**Aim of the task:**
Reproduce verbatim the portion of the records that begins at their first line and ends with the line containing "381 54 1114 899", including both of those lines.
=== Material for the task ===
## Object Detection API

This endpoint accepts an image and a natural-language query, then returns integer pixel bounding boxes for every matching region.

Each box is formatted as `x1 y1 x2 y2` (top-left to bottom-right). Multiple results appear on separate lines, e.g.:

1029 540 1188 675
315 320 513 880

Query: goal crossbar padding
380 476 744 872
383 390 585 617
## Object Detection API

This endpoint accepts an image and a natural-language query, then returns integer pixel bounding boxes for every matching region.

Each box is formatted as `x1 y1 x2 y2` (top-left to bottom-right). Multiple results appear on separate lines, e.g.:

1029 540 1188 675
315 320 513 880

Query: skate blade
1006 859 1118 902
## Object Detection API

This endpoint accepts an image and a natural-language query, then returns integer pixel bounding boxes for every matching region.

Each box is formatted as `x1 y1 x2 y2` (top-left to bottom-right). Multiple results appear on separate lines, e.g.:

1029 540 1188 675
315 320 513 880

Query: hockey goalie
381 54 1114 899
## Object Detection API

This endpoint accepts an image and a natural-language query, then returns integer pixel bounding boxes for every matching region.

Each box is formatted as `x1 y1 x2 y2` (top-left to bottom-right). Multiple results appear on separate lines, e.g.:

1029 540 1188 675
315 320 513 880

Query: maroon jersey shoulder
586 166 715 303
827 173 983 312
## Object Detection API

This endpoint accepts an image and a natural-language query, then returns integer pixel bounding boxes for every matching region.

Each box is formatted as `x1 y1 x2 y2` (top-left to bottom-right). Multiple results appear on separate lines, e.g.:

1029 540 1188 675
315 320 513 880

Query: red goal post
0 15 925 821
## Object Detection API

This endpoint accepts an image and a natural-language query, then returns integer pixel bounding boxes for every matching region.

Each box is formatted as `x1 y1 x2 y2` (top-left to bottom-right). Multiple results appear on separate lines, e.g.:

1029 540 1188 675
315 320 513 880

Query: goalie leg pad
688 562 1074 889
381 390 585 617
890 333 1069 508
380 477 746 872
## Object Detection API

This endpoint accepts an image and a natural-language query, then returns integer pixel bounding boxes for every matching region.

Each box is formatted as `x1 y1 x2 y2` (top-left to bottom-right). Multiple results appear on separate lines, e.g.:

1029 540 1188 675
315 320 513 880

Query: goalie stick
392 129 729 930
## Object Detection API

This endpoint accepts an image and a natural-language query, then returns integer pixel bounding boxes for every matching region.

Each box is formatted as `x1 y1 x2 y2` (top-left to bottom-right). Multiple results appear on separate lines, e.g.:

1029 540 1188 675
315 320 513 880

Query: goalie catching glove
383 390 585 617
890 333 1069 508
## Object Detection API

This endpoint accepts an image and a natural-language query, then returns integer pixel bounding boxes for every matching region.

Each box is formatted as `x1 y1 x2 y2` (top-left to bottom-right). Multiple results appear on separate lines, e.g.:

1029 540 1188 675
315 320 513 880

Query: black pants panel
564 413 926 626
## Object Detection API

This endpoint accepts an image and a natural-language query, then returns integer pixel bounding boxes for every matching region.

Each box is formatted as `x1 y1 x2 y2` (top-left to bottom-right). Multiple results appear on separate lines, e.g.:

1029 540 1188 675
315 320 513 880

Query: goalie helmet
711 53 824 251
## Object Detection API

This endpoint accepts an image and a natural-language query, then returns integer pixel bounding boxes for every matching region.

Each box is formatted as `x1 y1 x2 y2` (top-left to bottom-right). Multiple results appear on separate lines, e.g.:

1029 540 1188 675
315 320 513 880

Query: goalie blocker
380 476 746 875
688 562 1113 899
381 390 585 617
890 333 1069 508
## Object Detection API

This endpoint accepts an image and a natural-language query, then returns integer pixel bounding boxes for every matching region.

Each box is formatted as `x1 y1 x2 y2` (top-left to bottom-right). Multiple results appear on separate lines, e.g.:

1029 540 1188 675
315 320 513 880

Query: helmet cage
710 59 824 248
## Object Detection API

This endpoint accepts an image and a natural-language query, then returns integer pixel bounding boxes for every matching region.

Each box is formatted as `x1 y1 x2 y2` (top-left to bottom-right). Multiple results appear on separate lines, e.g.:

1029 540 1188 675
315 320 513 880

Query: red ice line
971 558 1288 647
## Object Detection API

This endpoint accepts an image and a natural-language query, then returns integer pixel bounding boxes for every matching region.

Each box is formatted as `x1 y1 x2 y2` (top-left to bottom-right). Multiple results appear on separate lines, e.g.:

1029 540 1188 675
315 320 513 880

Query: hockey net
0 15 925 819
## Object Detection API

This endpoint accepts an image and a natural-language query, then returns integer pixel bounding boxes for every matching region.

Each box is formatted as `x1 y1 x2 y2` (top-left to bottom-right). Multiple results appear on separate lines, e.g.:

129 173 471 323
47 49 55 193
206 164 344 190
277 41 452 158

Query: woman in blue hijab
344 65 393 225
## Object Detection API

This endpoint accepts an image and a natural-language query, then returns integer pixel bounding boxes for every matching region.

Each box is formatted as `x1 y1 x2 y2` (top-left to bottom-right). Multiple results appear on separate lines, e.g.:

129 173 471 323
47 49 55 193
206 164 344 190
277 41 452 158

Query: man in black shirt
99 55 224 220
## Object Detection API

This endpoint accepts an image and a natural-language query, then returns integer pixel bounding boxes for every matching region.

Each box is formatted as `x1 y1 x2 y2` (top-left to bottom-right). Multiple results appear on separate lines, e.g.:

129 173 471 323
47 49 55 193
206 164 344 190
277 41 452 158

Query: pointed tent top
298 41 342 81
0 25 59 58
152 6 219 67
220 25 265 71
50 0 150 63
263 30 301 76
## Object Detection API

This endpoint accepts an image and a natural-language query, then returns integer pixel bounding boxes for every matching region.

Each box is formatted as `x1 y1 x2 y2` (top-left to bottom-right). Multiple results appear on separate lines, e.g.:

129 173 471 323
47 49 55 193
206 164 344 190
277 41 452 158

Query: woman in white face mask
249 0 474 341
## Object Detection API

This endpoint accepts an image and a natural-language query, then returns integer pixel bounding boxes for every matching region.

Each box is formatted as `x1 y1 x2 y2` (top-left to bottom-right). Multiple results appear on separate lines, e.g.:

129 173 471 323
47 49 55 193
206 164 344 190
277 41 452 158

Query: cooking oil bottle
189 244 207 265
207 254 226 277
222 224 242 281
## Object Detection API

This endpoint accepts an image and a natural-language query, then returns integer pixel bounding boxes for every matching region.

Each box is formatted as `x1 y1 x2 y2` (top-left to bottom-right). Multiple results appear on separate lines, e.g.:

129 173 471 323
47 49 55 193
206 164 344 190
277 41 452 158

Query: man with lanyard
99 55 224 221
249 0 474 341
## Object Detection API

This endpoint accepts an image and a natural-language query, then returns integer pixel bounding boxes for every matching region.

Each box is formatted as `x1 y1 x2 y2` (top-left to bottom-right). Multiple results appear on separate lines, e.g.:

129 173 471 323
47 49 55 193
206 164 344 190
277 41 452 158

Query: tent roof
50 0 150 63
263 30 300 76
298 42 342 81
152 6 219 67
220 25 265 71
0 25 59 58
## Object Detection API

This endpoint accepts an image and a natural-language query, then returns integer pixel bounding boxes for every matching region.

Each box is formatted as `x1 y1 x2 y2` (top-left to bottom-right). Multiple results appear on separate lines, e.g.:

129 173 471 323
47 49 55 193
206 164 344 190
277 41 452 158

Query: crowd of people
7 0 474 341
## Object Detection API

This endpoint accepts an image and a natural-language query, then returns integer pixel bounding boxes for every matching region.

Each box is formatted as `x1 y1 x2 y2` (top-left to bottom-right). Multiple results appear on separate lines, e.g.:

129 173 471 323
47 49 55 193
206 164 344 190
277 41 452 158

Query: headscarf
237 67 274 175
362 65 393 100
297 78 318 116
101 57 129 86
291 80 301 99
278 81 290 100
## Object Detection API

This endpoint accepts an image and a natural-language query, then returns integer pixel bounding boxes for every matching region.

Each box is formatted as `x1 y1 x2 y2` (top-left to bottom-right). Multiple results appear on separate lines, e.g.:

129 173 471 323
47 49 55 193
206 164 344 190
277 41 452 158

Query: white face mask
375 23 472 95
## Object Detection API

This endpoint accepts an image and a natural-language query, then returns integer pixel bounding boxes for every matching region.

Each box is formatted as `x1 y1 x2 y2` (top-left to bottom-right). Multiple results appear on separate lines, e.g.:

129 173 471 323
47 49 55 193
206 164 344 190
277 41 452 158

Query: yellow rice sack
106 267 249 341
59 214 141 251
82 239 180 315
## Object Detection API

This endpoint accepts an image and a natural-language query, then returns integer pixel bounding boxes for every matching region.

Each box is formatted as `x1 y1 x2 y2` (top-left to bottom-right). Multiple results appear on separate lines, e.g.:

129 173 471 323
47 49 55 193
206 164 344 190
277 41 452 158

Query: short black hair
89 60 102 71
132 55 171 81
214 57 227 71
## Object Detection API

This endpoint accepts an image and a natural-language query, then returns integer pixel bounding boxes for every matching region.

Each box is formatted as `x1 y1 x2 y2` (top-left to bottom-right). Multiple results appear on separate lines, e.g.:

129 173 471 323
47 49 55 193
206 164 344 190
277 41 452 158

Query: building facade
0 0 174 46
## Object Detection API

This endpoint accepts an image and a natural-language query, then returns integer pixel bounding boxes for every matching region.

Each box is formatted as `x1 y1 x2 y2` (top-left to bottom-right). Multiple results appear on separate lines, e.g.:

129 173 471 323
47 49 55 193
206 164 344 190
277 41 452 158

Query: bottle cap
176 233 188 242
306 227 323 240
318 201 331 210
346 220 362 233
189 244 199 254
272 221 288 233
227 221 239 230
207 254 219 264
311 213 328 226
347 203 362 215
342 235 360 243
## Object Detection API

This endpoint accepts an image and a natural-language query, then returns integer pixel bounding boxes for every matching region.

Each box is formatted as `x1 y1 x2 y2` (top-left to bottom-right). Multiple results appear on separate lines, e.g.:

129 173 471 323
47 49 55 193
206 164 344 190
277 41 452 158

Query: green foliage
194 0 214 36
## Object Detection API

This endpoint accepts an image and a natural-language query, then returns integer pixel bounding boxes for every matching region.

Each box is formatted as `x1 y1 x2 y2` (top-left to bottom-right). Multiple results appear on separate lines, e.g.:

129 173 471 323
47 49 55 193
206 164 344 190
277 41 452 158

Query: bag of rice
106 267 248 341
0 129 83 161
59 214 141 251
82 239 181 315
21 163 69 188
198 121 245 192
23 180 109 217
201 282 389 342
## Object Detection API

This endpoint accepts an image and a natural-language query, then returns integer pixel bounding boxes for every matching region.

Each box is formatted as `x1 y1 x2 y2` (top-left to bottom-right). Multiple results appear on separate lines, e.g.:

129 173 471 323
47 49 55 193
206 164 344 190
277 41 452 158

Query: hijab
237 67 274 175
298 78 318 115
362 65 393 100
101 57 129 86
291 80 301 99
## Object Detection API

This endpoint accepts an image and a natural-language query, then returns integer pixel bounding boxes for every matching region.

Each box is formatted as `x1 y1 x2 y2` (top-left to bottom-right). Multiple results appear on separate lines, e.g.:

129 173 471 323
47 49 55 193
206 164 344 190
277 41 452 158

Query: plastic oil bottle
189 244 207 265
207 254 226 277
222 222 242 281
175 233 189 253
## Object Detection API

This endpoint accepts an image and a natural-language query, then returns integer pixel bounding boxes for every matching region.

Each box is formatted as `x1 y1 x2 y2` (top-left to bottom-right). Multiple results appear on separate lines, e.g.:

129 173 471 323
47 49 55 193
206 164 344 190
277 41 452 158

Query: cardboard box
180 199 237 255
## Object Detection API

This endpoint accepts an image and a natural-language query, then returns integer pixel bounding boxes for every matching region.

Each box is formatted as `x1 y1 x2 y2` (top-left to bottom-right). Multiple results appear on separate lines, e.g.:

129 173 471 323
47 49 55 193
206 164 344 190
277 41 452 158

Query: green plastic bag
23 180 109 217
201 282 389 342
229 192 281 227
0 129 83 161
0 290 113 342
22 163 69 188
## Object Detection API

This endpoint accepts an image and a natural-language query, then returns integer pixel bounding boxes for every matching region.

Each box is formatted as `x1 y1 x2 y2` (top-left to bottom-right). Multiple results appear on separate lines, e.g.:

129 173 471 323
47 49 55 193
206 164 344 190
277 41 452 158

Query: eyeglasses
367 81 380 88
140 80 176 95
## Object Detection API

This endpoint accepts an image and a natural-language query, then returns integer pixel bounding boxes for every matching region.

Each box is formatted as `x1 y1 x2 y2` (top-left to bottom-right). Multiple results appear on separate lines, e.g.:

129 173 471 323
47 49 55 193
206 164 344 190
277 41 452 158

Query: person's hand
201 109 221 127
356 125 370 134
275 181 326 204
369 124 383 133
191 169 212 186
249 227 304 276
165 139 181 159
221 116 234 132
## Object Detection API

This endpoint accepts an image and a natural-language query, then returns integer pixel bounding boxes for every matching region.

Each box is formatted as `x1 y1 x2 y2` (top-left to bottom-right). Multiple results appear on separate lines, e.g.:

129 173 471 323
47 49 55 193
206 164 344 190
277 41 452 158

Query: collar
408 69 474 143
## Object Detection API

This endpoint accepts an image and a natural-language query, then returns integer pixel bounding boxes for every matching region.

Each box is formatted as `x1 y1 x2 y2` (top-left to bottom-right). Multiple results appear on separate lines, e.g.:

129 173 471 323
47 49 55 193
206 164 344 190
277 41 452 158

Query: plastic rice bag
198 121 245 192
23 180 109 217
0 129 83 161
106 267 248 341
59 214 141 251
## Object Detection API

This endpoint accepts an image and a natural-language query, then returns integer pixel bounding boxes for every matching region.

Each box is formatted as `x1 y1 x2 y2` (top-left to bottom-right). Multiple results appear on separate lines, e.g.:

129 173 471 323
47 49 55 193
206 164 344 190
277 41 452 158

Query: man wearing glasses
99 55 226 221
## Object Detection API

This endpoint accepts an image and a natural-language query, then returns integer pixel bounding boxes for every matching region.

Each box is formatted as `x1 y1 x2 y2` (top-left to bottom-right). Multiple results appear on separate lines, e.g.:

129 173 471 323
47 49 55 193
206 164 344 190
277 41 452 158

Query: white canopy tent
===
**The result:**
## Object Detection API

This endpoint accepts an image and a natural-language query, then returns integer pixel bounding boxes for every matching region.

Each box is formatted as `x1 y1 x2 y2` (top-left to bottom-right). Multiple results appear on separate lines, e.g.:

1029 540 1188 675
315 320 513 880

Query: goal crossbar padding
380 476 744 872
383 390 585 617
## Object Detection API

This endpoint accepts an image and a natural-language query, then returns integer pixel bounding boxes for every matching region.

Each box is formatted as `x1 y1 x2 y2` (top-left to bottom-right). Multiple results appear on separate lines, e.g.:

1029 540 1188 675
315 320 513 880

Query: skate blade
1006 859 1118 902
## Object Detection API

This endpoint accepts an image and a natural-language query, then returns integer pixel bounding boxes for every matching region.

Each box is formatted as `x1 y1 x2 y2` (top-left to bottom-right). Multiple results appear on separate lines, e.g.:

1029 540 1188 675
315 320 513 880

Query: hockey goalie
381 54 1114 899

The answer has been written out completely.